### Instruction
Give all of the lines again exactly as they read.
***** Supplied data *****
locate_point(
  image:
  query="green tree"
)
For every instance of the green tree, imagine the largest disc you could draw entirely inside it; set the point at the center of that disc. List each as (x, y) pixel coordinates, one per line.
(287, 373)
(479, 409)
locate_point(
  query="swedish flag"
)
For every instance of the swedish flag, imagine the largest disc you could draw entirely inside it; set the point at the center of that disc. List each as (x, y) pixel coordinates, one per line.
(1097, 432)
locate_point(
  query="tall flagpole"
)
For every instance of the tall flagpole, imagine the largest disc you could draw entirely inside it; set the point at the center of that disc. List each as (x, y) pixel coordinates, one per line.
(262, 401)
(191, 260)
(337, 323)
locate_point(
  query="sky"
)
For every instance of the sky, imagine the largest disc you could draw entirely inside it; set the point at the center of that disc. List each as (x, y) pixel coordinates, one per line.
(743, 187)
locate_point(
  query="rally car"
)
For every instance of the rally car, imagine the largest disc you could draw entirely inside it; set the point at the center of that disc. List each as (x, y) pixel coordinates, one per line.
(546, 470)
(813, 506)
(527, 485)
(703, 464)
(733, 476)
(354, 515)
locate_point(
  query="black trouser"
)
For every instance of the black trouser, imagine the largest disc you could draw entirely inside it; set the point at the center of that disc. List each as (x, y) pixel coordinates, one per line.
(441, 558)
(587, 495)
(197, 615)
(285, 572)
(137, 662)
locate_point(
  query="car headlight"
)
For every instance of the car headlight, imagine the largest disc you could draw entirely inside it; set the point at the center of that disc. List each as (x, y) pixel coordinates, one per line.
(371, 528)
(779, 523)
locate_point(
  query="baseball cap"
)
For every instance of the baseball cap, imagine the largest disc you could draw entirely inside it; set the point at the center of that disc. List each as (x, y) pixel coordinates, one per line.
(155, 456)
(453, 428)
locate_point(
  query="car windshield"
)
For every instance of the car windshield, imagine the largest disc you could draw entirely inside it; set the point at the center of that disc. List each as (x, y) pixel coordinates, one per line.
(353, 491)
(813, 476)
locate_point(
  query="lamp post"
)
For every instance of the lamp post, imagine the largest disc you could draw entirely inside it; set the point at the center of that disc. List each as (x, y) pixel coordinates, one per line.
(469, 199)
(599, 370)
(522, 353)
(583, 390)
*****
### In response
locate_point(
  image:
  query="green tree"
)
For every instance of the green tree, imagine the largest disc you could draw entirely inside it; set the point at the center of that disc. List each as (x, y) pixel coordinates, one per line.
(287, 373)
(479, 409)
locate_point(
  query="swedish flag"
)
For every instance of the swedish flag, imagine the largest disc you could draw entirely inside it; set the point at the center of that disc. List each as (x, y) pixel coordinates, one per line.
(1097, 432)
locate_point(
  query="tall flagpole"
)
For every instance of the tall flagpole, imagine the largest disc you could draw entirely inside it; set the point at the center of that disc. List each as (x, y) pixel coordinates, one per line.
(262, 401)
(191, 260)
(337, 323)
locate_point(
  query="sky"
)
For every instance of the sky, imagine the largest disc you could draw entirely inside it; set the point at the center of that disc. List each as (x, y) pixel coordinates, one per line.
(743, 187)
locate_point(
  query="rally car"
)
For every instance of the rally car, imagine the largest disc you could draw entirely inside it; set the point at the center of that disc. List each as (x, y) pixel coordinates, one per line.
(546, 470)
(813, 506)
(527, 485)
(703, 464)
(733, 476)
(354, 515)
locate_point(
  query="black trouser"
)
For every instance of the black trouser, imagine the largest disc you could draw entirely inside it; set the point at the center of that disc. List each as (x, y) pixel coordinates, one per line.
(441, 558)
(587, 495)
(197, 615)
(285, 572)
(137, 662)
locate_point(
  query="car headlight"
)
For every instance of the car headlight, imagine the largest disc you could draw entirely inside it; set the point at the center of that disc. List each as (x, y) pixel coordinates, one per line.
(371, 528)
(779, 523)
locate_point(
  query="baseball cap"
)
For every instance of the baseball cap, imagine the largest disc you could draw entirely inside it; set the point at the center of that disc. List each as (x, y) pixel coordinates, one per line.
(155, 456)
(453, 428)
locate_point(
  query="car windshield"
)
For every instance of the car windshield, imagine the largest disc you could draw entirely inside it; set the point at the center of that disc. List each as (x, y) pixel coordinates, one per line.
(353, 491)
(813, 476)
locate_point(
  query="lamp post"
)
For every instance of the lamp post, imagine the largest disc you could draw entirely inside it; set the point at the center of that disc. List each as (x, y) pixel coordinates, one per line.
(469, 199)
(599, 370)
(522, 353)
(583, 390)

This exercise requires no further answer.